Extracted data entries:
┏━━
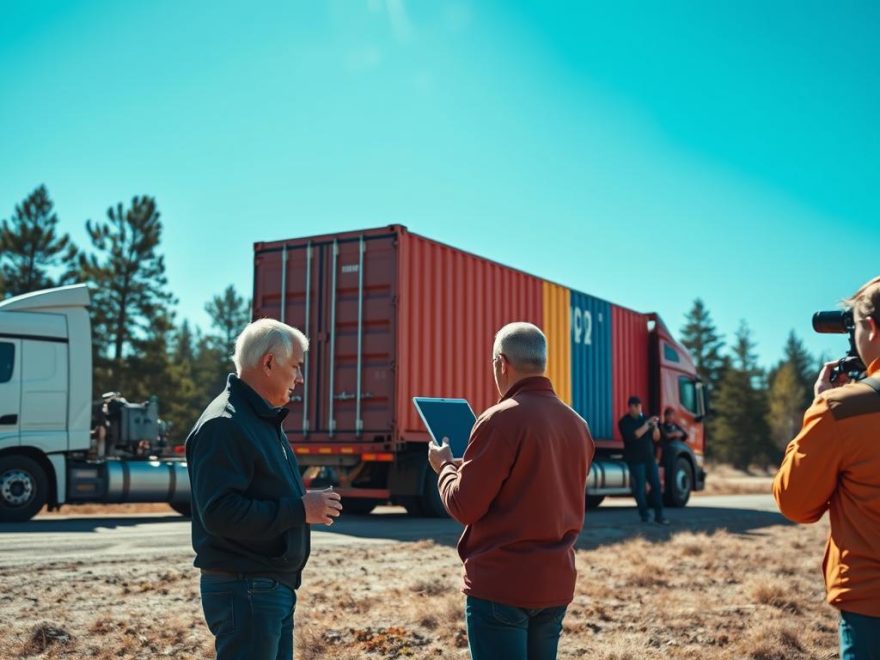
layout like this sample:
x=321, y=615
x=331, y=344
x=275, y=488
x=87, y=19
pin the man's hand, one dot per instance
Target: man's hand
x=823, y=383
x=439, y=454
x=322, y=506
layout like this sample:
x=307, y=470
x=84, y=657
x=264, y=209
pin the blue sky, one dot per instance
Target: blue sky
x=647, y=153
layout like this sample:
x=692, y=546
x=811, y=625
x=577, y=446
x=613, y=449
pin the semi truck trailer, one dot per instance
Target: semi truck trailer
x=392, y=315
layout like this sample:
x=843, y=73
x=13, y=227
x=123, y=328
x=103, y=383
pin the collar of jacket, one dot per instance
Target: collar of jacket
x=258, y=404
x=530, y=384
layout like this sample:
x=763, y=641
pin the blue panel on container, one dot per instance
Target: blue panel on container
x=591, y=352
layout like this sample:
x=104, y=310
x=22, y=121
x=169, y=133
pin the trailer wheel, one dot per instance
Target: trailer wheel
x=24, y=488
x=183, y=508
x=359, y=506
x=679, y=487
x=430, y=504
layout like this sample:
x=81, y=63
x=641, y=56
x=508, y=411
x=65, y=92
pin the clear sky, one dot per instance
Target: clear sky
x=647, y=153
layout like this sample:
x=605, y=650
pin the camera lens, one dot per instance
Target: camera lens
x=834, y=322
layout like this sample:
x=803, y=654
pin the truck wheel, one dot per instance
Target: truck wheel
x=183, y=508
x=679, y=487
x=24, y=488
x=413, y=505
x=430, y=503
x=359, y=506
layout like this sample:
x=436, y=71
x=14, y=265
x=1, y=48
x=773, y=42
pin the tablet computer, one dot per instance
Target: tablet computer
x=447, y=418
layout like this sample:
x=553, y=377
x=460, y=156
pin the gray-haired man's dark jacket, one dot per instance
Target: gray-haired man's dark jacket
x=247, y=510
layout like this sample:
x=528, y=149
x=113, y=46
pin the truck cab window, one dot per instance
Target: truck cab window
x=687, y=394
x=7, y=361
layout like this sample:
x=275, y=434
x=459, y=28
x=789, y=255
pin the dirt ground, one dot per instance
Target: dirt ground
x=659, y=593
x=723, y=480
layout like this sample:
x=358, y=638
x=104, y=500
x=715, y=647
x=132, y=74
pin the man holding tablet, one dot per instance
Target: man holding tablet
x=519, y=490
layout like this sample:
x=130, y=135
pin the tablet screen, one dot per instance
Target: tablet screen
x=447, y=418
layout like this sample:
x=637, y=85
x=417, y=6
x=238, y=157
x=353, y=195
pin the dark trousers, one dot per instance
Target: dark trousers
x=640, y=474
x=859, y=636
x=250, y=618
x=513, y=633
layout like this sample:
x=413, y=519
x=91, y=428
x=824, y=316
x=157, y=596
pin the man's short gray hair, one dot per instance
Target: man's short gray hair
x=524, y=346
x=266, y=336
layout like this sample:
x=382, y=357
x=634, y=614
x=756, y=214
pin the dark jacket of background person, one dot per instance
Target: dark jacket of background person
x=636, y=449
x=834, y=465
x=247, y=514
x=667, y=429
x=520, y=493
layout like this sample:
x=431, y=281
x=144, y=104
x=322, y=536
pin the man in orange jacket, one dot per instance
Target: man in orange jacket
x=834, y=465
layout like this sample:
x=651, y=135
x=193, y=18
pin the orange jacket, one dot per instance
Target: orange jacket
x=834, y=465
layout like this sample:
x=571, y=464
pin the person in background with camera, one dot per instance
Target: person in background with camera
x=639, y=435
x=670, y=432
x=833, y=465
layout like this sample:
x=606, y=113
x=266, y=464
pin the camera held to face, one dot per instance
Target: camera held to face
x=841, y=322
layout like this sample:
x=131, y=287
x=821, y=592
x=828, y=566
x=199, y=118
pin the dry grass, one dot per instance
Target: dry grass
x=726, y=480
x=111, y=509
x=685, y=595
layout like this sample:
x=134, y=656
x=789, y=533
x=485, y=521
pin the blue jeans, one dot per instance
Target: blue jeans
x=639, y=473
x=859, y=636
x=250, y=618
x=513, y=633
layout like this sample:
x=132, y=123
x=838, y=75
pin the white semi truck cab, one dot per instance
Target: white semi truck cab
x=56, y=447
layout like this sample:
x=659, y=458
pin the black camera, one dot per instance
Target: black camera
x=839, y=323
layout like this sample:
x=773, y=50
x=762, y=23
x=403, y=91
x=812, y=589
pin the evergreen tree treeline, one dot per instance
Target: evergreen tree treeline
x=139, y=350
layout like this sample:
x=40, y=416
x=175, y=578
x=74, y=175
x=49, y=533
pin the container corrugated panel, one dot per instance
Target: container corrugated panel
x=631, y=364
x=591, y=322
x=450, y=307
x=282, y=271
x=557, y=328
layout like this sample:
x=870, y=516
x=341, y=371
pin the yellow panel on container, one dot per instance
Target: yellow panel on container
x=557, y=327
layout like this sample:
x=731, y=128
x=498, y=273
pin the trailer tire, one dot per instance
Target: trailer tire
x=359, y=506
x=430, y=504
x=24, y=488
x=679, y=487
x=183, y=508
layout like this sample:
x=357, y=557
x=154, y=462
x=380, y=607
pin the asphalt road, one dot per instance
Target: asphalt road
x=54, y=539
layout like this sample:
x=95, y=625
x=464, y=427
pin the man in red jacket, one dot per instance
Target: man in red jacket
┗━━
Write out all of the rows above line for line, with no changes, and leave the pictures out.

layout like this sample:
x=321, y=615
x=331, y=344
x=275, y=488
x=87, y=19
pin the man's hand, one dot per instance
Target: man's hand
x=823, y=383
x=439, y=454
x=322, y=506
layout like this sample:
x=307, y=470
x=84, y=657
x=264, y=209
pin the blue sky, one dot per instance
Target: blue sky
x=647, y=153
layout like this sample:
x=692, y=546
x=811, y=625
x=577, y=446
x=613, y=449
pin the semi truck trailer, one dot per instance
Target: semi truck trailer
x=392, y=315
layout like this sample:
x=843, y=73
x=13, y=227
x=123, y=328
x=103, y=383
pin the collar of jacket, one dot per instance
Target: collar of jacket
x=258, y=404
x=530, y=384
layout like this sample:
x=763, y=641
pin the blue panel on container, one dot per instance
Target: blue panel on container
x=591, y=352
layout like this sample:
x=104, y=310
x=22, y=121
x=169, y=133
pin the trailer wheel, one dot per instance
Target: trailer wheel
x=24, y=488
x=183, y=508
x=359, y=506
x=679, y=487
x=430, y=504
layout like this sample:
x=81, y=63
x=641, y=56
x=508, y=411
x=65, y=92
pin the clear sky, one dot per instance
Target: clear sky
x=647, y=153
layout like this sample:
x=605, y=650
pin the camera lens, one dot per instance
Target: camera lens
x=834, y=322
layout like this sample:
x=803, y=654
pin the truck wheel, one dot per instance
Target: truck wheel
x=183, y=508
x=679, y=487
x=24, y=488
x=413, y=505
x=430, y=503
x=359, y=506
layout like this sample:
x=436, y=71
x=14, y=265
x=1, y=48
x=773, y=42
pin the tablet computer, one dot per instance
Target: tablet computer
x=447, y=418
layout like this sample:
x=553, y=377
x=460, y=156
pin the gray-haired man's dark jacket, one dot per instance
Target: gray-haired man's dark jacket
x=247, y=510
layout like this sample:
x=528, y=149
x=113, y=46
pin the truck cab window, one dot per instance
Target: truck cab window
x=687, y=394
x=7, y=361
layout like this sample:
x=275, y=434
x=459, y=28
x=789, y=255
pin the dirt ground, one dot per instance
Target: dirt ground
x=659, y=593
x=723, y=480
layout like this sample:
x=358, y=638
x=104, y=500
x=715, y=647
x=132, y=74
pin the man holding tablet, one dot per instance
Target: man holding tablet
x=519, y=490
layout like this sample:
x=130, y=135
pin the tablet screen, one dot per instance
Target: tablet screen
x=447, y=418
layout like this sample:
x=637, y=85
x=417, y=6
x=238, y=157
x=353, y=195
pin the dark trousers, one dot per instance
Target: dark trousers
x=640, y=474
x=859, y=636
x=250, y=618
x=513, y=633
layout like this sample:
x=413, y=519
x=91, y=428
x=824, y=316
x=157, y=596
pin the man's short gray hair, one dot per instance
Target: man's short gray hair
x=524, y=346
x=266, y=336
layout like this sample:
x=382, y=357
x=634, y=614
x=756, y=214
pin the dark jacket of background person, one dot per instance
Target: dark jacket of background person
x=636, y=449
x=834, y=465
x=247, y=514
x=667, y=429
x=520, y=493
layout like this sample:
x=431, y=281
x=144, y=104
x=322, y=536
pin the man in orange jacket, one dot per instance
Target: man in orange jacket
x=834, y=465
layout like this sample:
x=651, y=135
x=193, y=18
pin the orange jacket, one dot per instance
Target: orange jacket
x=834, y=465
layout like this sample:
x=571, y=464
pin the person in background with camera, one dot per instance
Target: person in background with camera
x=639, y=435
x=670, y=432
x=833, y=465
layout like this sample:
x=606, y=113
x=266, y=464
pin the camera held to face, one dot per instance
Target: camera held to face
x=841, y=322
layout like this sample:
x=131, y=287
x=821, y=592
x=828, y=566
x=199, y=118
pin the dry grass, one dot per instance
Target: dry grass
x=726, y=480
x=111, y=509
x=685, y=595
layout like this sample:
x=134, y=656
x=789, y=533
x=485, y=521
pin the blue jeans, one dot per instance
Target: blue jeans
x=639, y=473
x=859, y=636
x=250, y=618
x=513, y=633
layout like this sample:
x=132, y=123
x=838, y=75
pin the white semi truck cab, one dot per instance
Target: white semi truck cab
x=56, y=447
layout like this sample:
x=659, y=458
pin the black camera, one dot per instance
Target: black camera
x=839, y=323
layout like this sample:
x=773, y=50
x=762, y=23
x=403, y=91
x=812, y=589
pin the evergreen tree treeline, one dot per instance
Target: evergreen tree treeline
x=139, y=350
layout like this sample:
x=40, y=416
x=175, y=578
x=74, y=175
x=49, y=533
pin the container corrugated panel, one dot per instance
Target: container corrugated panel
x=631, y=364
x=591, y=322
x=450, y=307
x=282, y=271
x=557, y=328
layout like this sample:
x=870, y=516
x=341, y=371
pin the yellow panel on container, one dot per instance
Target: yellow panel on container
x=557, y=327
layout like this sample:
x=731, y=128
x=498, y=273
pin the trailer tire, one dot per instance
Target: trailer tire
x=359, y=506
x=430, y=504
x=24, y=488
x=679, y=487
x=183, y=508
layout like this sample:
x=357, y=557
x=154, y=462
x=380, y=607
pin the asphalt road, one dot per instance
Target: asphalt road
x=54, y=539
layout like this sample:
x=95, y=625
x=464, y=427
pin the man in red jacket, one dot per instance
Target: man in red jacket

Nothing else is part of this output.